Material to process –
--
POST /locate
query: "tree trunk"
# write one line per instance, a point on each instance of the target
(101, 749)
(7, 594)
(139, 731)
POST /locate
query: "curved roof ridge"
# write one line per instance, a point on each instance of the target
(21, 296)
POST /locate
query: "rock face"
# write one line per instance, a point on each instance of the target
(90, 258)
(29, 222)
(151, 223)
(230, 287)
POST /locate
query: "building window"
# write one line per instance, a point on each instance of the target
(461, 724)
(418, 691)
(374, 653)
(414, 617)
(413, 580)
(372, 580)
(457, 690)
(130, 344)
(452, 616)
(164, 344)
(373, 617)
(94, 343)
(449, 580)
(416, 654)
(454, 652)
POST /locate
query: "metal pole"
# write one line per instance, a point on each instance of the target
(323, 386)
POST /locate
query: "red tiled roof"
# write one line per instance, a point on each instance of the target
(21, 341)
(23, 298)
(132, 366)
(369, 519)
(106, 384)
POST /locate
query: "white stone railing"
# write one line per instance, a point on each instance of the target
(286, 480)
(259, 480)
--
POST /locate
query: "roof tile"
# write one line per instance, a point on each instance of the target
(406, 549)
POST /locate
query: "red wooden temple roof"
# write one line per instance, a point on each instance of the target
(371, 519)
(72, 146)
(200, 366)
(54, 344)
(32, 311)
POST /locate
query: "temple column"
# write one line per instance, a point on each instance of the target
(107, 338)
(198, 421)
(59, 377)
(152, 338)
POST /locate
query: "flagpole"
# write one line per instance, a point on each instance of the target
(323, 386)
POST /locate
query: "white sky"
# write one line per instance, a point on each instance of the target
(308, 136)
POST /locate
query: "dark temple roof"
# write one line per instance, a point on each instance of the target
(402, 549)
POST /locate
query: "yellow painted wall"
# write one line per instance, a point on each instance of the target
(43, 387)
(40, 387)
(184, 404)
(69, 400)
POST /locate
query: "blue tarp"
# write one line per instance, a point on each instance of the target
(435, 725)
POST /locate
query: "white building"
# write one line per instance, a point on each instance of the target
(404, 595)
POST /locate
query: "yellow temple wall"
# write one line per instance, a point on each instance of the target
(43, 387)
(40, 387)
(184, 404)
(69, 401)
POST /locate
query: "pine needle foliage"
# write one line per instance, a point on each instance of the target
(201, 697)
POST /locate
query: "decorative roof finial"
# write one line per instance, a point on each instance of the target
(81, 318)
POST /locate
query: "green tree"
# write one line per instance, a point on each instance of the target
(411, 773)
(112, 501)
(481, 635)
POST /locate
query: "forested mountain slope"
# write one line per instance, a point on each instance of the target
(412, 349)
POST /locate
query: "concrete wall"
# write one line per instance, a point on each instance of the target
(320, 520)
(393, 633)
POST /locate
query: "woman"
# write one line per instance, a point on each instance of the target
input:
--
Problem description – Checking each line of the data, count the ones containing "roof", and give only that count.

Exercise answer – 6